**PROVIDED MATERIAL**.
▬▬▬

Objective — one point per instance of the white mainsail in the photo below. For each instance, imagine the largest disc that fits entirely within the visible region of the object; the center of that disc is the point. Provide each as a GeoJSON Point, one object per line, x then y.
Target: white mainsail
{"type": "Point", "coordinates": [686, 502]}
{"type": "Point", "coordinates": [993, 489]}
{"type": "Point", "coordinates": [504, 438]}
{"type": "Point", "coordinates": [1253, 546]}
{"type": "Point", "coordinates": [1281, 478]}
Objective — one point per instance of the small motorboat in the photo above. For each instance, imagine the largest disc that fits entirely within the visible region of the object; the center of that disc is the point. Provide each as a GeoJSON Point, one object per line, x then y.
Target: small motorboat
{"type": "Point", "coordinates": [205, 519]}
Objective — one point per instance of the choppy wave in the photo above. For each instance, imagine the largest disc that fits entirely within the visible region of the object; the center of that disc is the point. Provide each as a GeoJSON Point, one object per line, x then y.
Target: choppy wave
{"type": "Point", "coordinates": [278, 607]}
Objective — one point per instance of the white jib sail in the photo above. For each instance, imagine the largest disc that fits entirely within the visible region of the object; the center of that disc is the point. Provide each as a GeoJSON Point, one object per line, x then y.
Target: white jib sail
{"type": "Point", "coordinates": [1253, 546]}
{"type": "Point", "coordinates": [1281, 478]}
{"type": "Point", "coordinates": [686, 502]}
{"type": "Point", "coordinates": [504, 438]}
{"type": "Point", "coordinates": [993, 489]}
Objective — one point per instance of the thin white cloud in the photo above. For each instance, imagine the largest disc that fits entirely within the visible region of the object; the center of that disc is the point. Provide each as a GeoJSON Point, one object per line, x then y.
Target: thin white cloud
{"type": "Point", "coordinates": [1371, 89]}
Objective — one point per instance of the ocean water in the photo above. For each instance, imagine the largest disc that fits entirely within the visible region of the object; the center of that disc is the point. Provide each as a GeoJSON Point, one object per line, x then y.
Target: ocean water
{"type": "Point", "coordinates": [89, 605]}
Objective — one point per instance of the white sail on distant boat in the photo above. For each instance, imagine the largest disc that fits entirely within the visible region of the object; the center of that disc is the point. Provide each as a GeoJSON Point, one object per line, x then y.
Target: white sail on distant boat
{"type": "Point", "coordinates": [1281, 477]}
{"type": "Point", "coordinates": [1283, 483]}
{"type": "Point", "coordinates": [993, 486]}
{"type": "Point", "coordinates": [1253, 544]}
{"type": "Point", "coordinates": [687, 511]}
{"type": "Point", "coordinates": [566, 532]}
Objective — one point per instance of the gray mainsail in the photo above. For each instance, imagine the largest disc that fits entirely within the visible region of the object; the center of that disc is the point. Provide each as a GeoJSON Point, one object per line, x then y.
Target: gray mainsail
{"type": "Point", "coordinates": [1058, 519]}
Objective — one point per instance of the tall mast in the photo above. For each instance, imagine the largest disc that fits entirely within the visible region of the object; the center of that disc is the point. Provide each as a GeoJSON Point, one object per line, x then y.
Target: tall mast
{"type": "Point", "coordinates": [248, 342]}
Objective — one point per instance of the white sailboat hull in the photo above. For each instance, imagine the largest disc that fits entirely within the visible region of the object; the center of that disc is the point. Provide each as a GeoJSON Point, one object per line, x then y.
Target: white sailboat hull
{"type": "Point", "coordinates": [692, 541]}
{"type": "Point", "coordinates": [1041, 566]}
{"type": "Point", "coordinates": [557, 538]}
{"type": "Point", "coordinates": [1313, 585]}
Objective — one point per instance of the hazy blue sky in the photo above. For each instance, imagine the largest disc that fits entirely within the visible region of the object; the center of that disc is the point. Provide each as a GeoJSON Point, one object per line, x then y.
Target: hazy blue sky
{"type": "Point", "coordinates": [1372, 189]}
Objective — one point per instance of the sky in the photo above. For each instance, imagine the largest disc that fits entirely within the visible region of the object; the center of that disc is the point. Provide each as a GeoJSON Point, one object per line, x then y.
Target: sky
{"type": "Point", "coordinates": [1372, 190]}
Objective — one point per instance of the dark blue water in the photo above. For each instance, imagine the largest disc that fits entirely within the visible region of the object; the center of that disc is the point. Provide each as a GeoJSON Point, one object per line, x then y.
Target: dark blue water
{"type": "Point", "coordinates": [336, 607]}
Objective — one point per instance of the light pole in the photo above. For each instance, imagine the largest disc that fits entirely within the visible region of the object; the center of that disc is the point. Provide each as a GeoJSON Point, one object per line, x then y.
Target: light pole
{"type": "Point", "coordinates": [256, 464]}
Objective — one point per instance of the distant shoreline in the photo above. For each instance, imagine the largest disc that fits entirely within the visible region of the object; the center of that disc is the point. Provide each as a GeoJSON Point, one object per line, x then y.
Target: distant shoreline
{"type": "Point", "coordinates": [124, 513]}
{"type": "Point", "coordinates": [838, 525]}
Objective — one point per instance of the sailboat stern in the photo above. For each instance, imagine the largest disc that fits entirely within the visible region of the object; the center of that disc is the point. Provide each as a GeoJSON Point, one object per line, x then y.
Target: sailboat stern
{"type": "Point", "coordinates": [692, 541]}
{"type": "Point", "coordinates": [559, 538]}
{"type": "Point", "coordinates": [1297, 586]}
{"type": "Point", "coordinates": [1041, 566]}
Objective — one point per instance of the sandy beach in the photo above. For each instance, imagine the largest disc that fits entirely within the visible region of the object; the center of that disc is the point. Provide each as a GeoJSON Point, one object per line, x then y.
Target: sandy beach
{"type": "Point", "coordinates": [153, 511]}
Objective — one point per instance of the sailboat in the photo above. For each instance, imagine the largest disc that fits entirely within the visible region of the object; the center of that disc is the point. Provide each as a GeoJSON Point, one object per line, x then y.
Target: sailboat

▬▬▬

**WHAT THE TASK REQUIRES**. Recast every one of the items above as a numbered list, and leave out any blank lines.

**SOLUTION TO THE PROBLEM**.
1. Objective — one point per instance of the white mainsail in the photo below. For each instance, imagine the largest disc that fits entirely within the visible region of the object; the center of that disc is the point. Provide each as a GeoJSON Point, one object per line, x then y.
2. Target: white mainsail
3. {"type": "Point", "coordinates": [686, 502]}
4. {"type": "Point", "coordinates": [993, 489]}
5. {"type": "Point", "coordinates": [504, 438]}
6. {"type": "Point", "coordinates": [1253, 546]}
7. {"type": "Point", "coordinates": [1281, 478]}
8. Objective — one point per instance of the small motorboat in the photo above. For each instance, imagine the largest disc that fits entirely within the visible region of the object; the center of that disc is the point. Provide each as a GeoJSON Point, one object per line, x then y.
9. Target: small motorboat
10. {"type": "Point", "coordinates": [205, 519]}
11. Objective — one point per instance of the choppy wave in the photo above. For each instance, imagine the largest disc that fits entirely within the visible region of the object; the center of that disc is the point. Provide each as a GeoJSON Point, one object per line, x then y.
12. Target: choppy wave
13. {"type": "Point", "coordinates": [278, 607]}
14. Objective — one point per instance of the white jib sail in the photo above. For each instance, imagine the largest disc that fits entirely within the visible region of the object; the center of that disc is the point. Provide each as a GeoJSON Point, one object per line, x then y.
15. Target: white jib sail
16. {"type": "Point", "coordinates": [1253, 546]}
17. {"type": "Point", "coordinates": [1281, 478]}
18. {"type": "Point", "coordinates": [686, 502]}
19. {"type": "Point", "coordinates": [504, 438]}
20. {"type": "Point", "coordinates": [993, 489]}
21. Objective — one point per instance of the thin white cloud in the photo above. For each instance, imagine the largest disc that fits entirely within the visible region of the object; the center of that disc is the point. Provide each as a GeoJSON Point, one object per line, x then y.
22. Target: thin white cloud
23. {"type": "Point", "coordinates": [1371, 89]}
24. Objective — one point per instance of the ocean water in the photo above. For each instance, imagine the largest disc that fits entirely within the visible region of the object; the center of that disc is the point. Provide each as a GeoJSON Point, one object per line, x then y.
25. Target: ocean water
26. {"type": "Point", "coordinates": [89, 605]}
27. Objective — one point per instance of the white sail on distant boat in the photo above. For each instance, imagine the largest disc that fits entirely within the visible region of the object; the center of that disc is the point. Provide each as a GeoJSON Point, one object per line, x then y.
28. Target: white sail on distant boat
29. {"type": "Point", "coordinates": [1281, 477]}
30. {"type": "Point", "coordinates": [1283, 483]}
31. {"type": "Point", "coordinates": [993, 486]}
32. {"type": "Point", "coordinates": [1253, 544]}
33. {"type": "Point", "coordinates": [687, 511]}
34. {"type": "Point", "coordinates": [566, 532]}
35. Objective — one point per instance of the gray mainsail in the photo above. For each instance, imagine the largest disc that fits entirely within the visible region of the object; the center of that disc is the point. Provide each as a GeoJSON Point, one object per line, x then y.
36. Target: gray mainsail
37. {"type": "Point", "coordinates": [1058, 519]}
38. Objective — one point per instance of the tall mast in the photo above. For each instance, imagine the largest disc that fits entirely within the visible region of the object; the center of that disc is the point. Provide each as a GeoJSON Point, one object per line, x then y.
39. Target: tall mast
40. {"type": "Point", "coordinates": [248, 342]}
41. Objective — one point per instance of the white sailboat hull in the photo above. For each instance, imagine the largest disc that fits entirely within the visible region of the object; the center of that disc is the point. Provide each as a GeoJSON Point, one object per line, x then y.
42. Target: white sailboat hull
43. {"type": "Point", "coordinates": [692, 541]}
44. {"type": "Point", "coordinates": [1041, 566]}
45. {"type": "Point", "coordinates": [557, 538]}
46. {"type": "Point", "coordinates": [1313, 585]}
47. Objective — one point per instance of the hazy blue sky in the photo above. For each instance, imagine the largest disc that fits entirely within the visible region of the object; the center of that disc is the point. Provide each as a GeoJSON Point, one object per line, x then y.
48. Target: hazy blue sky
49. {"type": "Point", "coordinates": [1372, 189]}
50. Objective — one point per instance of the sky in the photo above. For each instance, imagine the largest disc that fits entirely within the visible region of the object; the center of that disc is the point. Provide each as a GeoJSON Point, one object per line, x then y.
51. Target: sky
52. {"type": "Point", "coordinates": [1372, 190]}
53. Objective — one point per instance of the dark blue water in the photo above. For each instance, imagine the largest disc that fits entirely within the visible region of the object; the center of that disc is the point. Provide each as a GeoJSON Point, one object per line, x then y.
54. Target: dark blue water
55. {"type": "Point", "coordinates": [336, 607]}
56. Objective — one point per instance of the light pole in the photo above. For each instance, imagine the largest disc that fits entirely within the visible region of the object; the center of that disc is the point. Provide each as a GeoJSON Point, one object per line, x then y.
57. Target: light pole
58. {"type": "Point", "coordinates": [256, 464]}
59. Objective — one point per instance of the distant shoreline in the photo above. For each instance, imagine the largest disc that fits entirely within the visible region of the object; the center of that disc is the point. Provide each as a GeoJSON Point, one object per line, x then y.
60. Target: distant shoreline
61. {"type": "Point", "coordinates": [124, 513]}
62. {"type": "Point", "coordinates": [838, 525]}
63. Objective — one point per instance of the sailboat stern in the photo above. For each instance, imagine the largest disc that fits entirely within the visible region of the object; the center of that disc is the point. Provide each as a GeoJSON Point, one object per line, x then y.
64. Target: sailboat stern
65. {"type": "Point", "coordinates": [692, 541]}
66. {"type": "Point", "coordinates": [559, 538]}
67. {"type": "Point", "coordinates": [1297, 586]}
68. {"type": "Point", "coordinates": [1041, 566]}
69. Objective — one point per instance of the sandy beach in the photo above. For each instance, imagine the largest disc that fits entirely within the visible region of the object; the center of that disc is the point. Provide each as a GeoJSON Point, one object per line, x then y.
70. Target: sandy beach
71. {"type": "Point", "coordinates": [153, 511]}
72. Objective — one point per instance of the sailboat in the photo above. For each instance, imagine the largest disc that fits entirely within the visible region of the object; the center of that disc is the point. Provide each as a GeoJSON Point, one object per line, x then y.
73. Target: sailboat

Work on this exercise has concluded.